## EXERCISE REQUIREMENTS
(1) In the plot summary, what diagnosis leads to Zoe's hysterectomy?
(2) List every person in the plot summary who is named with both a first name and a last name.
(3) Reproduce the plot summary word for word, from "Max consults Pastor" to "Zoe and Vanessa.", including both ends.

## SELECTED EXCERPT
________________________
Zoe eventually meets Vanessa Shaw, an openly gay woman. They quickly become friends and eventually fall in love. Zoe runs into Max at the grocery store, and tells him that she and Vanessa are dating. Max is shocked and disgusted, and admits to Pastor Clive that he fears Zoe "turned" to lesbianism because he was not enough of a man to satisfy her.

Soon after the incident, Zoe and Vanessa marry. Zoe still wants to have a child, but must have a hysterectomy after she is diagnosed with endometrial cancer. Vanessa suggests that she could carry one of Zoe's frozen embryos, and Zoe readily agrees. Zoe and Vanessa learn that since the embryos are Max's too, Max must agree for Zoe and Vanessa to use the embryos. Zoe asks Max if he will agree to the use of the embryos, and Max tells her he will think about it. Zoe and Vanessa, thinking that Max is surely going to agree, begin thinking of names and furnishing the baby's room. Meanwhile, Zoe is working with a rebellious teenage girl named Lucy, who is hostile and angry.

Max consults Pastor Clive, who tells him that no child should be subjected to being raised in a same-sex household. Pastor Clive urges Max to sue Zoe and Vanessa for the parental rights of the embryos so that Reid and Liddy can use them instead. Max agrees, and sues Zoe and Vanessa.

Zoe is incredulous at Max's betrayal. She and Vanessa hire their own lawyer, Angela Moretti, who specializes in gay and lesbian cases. In turn, Max and Pastor Clive enlist legal help from Wade Preston, a Christian lawyer, and Ben Benjamin.
________________________
## DATA SECTION
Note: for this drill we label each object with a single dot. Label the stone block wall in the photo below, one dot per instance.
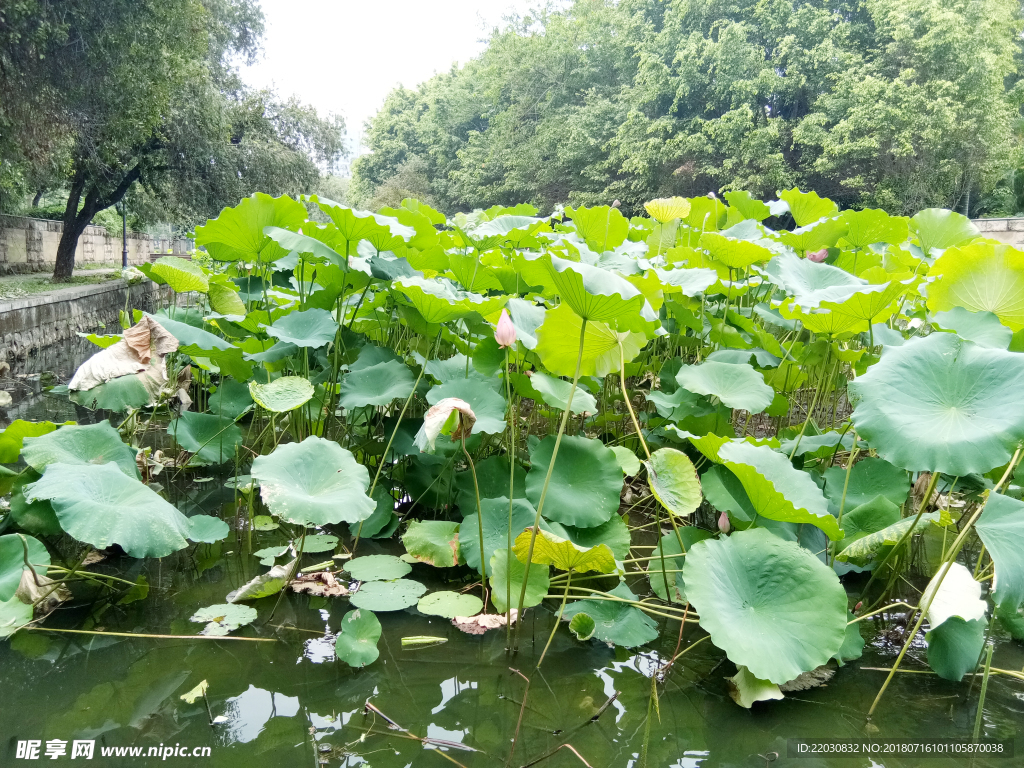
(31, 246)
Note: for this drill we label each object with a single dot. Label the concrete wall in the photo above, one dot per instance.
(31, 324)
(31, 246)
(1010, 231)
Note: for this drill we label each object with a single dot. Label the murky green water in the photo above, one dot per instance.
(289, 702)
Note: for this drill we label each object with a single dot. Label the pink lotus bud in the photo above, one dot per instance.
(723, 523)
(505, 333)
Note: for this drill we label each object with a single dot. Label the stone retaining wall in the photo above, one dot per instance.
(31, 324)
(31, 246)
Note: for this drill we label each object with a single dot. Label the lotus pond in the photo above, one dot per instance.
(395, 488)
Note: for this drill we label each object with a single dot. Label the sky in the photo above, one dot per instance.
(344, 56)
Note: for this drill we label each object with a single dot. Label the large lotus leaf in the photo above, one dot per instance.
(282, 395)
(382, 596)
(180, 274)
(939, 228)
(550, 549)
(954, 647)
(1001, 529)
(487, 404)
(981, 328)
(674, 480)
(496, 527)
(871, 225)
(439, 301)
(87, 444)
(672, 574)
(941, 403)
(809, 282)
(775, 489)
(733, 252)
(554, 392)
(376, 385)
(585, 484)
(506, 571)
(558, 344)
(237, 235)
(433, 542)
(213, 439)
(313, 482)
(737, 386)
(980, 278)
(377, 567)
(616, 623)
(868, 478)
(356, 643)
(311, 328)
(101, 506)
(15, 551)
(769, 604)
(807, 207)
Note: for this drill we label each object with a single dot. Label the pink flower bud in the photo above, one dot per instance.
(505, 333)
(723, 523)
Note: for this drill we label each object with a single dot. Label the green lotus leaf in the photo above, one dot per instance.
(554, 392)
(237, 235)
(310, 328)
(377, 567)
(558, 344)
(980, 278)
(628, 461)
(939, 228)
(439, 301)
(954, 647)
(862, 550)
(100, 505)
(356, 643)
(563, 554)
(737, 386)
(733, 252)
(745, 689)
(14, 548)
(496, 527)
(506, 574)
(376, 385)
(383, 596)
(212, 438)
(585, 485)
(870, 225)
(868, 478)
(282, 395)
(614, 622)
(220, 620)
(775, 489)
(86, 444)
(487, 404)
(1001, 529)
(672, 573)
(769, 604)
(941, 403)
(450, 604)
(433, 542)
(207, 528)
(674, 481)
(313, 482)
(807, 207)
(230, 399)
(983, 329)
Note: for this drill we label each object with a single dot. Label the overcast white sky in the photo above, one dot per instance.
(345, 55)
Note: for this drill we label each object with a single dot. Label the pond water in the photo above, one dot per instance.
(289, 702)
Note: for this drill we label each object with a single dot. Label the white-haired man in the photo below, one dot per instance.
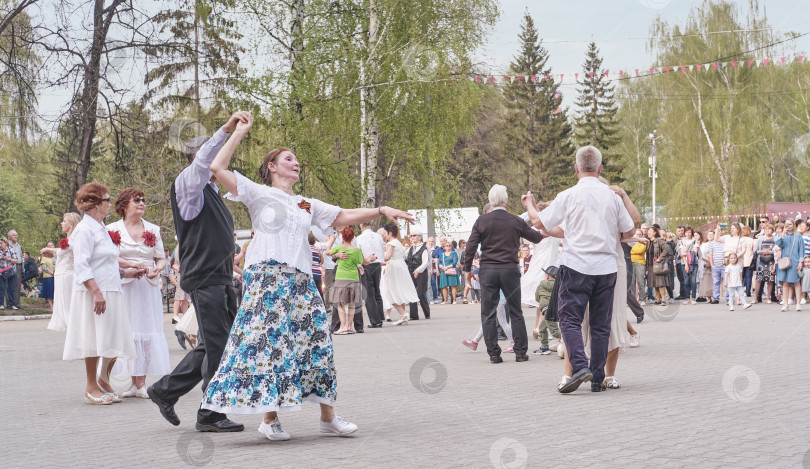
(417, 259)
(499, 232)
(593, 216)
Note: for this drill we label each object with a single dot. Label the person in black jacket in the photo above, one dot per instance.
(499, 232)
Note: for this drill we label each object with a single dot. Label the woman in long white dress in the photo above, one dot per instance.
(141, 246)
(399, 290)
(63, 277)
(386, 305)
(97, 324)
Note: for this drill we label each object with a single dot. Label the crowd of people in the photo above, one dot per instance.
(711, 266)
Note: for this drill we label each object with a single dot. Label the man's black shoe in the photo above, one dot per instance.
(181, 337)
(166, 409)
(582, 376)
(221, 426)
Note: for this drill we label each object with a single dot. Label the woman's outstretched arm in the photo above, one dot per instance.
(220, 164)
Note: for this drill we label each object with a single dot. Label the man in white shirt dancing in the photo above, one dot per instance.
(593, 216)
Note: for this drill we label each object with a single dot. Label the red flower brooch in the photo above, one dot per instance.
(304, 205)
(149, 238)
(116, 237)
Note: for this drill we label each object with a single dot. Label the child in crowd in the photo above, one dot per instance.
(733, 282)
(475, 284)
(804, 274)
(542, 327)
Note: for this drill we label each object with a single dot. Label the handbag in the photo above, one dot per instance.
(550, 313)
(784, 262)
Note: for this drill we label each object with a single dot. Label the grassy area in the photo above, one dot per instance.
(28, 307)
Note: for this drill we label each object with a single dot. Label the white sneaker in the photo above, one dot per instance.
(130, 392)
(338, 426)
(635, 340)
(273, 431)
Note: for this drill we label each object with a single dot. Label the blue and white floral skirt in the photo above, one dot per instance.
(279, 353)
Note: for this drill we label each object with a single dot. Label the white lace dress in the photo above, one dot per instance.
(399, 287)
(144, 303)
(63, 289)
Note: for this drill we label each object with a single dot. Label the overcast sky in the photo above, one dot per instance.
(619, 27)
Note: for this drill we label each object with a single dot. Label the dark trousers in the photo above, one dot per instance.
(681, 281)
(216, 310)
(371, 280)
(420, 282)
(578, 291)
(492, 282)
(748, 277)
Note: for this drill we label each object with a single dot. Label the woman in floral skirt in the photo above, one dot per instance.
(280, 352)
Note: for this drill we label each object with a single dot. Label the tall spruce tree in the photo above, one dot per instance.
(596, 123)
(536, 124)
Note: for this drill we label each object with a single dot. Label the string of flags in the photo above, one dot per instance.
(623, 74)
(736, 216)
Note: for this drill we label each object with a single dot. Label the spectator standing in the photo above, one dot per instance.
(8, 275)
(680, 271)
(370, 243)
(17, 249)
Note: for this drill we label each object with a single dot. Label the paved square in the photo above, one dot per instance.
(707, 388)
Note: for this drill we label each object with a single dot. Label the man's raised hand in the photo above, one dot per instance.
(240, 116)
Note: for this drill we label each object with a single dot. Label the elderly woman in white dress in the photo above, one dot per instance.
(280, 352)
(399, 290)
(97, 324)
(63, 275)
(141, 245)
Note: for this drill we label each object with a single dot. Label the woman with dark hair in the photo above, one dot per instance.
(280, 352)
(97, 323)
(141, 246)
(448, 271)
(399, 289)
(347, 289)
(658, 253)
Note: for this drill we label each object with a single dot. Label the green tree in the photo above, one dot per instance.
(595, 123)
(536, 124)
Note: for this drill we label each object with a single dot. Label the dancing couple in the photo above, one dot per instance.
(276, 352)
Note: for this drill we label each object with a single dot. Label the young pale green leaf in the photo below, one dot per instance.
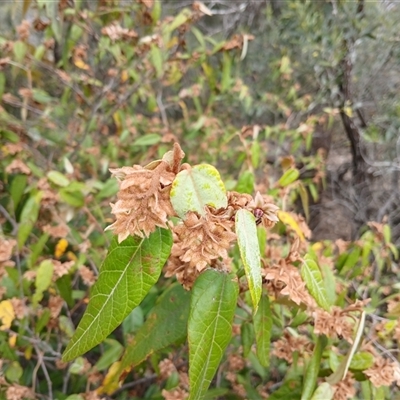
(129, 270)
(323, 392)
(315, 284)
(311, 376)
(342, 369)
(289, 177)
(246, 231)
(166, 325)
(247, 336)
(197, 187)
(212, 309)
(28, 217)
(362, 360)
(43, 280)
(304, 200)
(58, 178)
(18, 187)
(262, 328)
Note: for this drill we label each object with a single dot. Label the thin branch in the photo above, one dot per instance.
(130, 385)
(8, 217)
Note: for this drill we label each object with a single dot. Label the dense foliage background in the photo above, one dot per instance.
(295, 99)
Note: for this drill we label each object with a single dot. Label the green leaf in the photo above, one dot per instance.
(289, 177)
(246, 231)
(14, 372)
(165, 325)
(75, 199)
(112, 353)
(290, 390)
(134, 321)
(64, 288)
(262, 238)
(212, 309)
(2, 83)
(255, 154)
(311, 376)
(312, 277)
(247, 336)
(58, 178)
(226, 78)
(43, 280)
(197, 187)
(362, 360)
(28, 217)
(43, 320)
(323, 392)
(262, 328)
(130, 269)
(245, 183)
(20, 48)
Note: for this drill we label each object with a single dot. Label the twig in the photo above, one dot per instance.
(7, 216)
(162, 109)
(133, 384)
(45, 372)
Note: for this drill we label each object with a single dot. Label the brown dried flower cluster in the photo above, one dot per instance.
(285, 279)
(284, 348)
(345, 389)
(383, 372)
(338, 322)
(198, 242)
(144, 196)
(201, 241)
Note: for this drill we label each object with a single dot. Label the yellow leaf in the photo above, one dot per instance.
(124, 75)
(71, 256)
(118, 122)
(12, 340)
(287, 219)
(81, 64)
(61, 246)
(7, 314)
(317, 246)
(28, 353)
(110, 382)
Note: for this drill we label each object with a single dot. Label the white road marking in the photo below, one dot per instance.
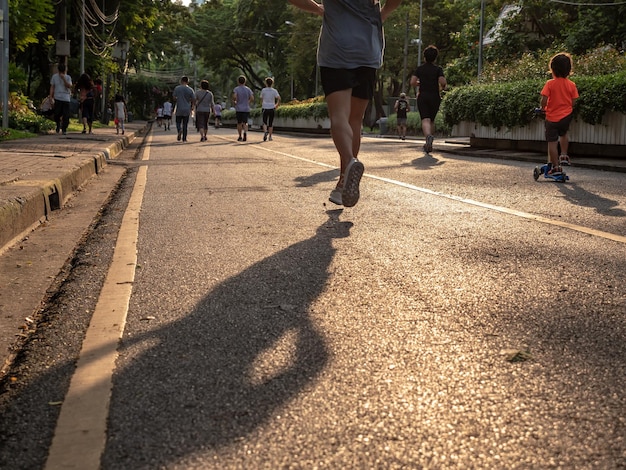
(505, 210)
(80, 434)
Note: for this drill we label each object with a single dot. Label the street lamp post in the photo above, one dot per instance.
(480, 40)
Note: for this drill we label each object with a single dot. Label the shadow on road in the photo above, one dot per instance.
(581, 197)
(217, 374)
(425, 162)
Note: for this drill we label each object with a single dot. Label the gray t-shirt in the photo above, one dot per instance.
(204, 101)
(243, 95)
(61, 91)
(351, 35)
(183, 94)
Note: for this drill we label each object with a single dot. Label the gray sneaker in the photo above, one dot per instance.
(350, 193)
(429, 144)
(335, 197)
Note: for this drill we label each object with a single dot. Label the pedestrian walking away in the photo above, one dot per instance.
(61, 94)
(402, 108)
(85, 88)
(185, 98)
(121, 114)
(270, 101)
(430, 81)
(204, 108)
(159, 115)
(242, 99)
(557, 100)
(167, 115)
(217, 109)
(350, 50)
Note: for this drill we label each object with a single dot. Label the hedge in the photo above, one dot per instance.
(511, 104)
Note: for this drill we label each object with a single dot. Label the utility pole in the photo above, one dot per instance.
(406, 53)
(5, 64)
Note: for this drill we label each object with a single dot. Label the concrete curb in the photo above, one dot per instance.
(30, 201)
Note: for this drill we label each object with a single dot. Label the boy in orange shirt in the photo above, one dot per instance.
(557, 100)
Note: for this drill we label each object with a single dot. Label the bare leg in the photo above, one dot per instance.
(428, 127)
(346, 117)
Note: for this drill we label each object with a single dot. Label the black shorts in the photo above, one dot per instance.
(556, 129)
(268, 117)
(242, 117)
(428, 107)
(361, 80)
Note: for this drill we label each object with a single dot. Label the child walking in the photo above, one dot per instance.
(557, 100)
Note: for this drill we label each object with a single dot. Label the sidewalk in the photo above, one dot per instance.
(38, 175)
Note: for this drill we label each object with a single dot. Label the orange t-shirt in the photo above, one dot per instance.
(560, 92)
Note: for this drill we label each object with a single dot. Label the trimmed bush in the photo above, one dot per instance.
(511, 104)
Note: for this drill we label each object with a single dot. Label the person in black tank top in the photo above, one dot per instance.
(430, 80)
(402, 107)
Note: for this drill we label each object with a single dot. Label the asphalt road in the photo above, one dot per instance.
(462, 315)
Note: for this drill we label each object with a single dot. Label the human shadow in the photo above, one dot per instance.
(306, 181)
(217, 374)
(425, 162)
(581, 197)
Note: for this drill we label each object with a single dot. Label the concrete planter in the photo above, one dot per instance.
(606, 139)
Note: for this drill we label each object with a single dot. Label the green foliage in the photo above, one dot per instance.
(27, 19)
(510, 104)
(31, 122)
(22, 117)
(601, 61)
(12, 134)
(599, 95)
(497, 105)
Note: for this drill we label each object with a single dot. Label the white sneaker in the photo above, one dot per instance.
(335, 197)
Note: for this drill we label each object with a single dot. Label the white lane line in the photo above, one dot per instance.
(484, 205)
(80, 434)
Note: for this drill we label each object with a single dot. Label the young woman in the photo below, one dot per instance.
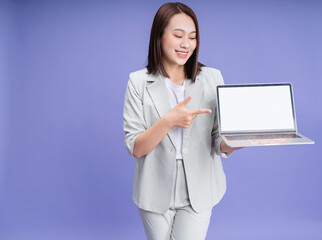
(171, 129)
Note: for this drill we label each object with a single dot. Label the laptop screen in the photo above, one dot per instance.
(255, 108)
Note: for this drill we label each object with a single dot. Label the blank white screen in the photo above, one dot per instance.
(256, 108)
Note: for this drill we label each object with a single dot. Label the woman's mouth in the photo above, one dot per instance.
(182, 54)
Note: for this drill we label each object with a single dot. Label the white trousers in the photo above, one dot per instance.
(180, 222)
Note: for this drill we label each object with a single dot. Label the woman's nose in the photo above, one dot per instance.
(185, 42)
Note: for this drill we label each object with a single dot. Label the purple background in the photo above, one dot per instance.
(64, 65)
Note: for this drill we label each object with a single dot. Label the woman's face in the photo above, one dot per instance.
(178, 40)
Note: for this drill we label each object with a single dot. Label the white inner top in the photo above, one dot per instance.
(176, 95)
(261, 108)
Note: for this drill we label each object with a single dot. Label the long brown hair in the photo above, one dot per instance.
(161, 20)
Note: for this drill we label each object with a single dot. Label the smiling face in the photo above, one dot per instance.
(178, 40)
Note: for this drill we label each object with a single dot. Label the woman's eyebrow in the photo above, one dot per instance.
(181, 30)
________________________
## EXPECTED OUTPUTS
(1) Endometrial cancer.

(2) Vanessa Shaw, Angela Moretti, Wade Preston, Ben Benjamin

(3)
Max consults Pastor Clive, who tells him that no child should be subjected to being raised in a same-sex household. Pastor Clive urges Max to sue Zoe and Vanessa for the parental rights of the embryos so that Reid and Liddy can use them instead. Max agrees, and sues Zoe and Vanessa.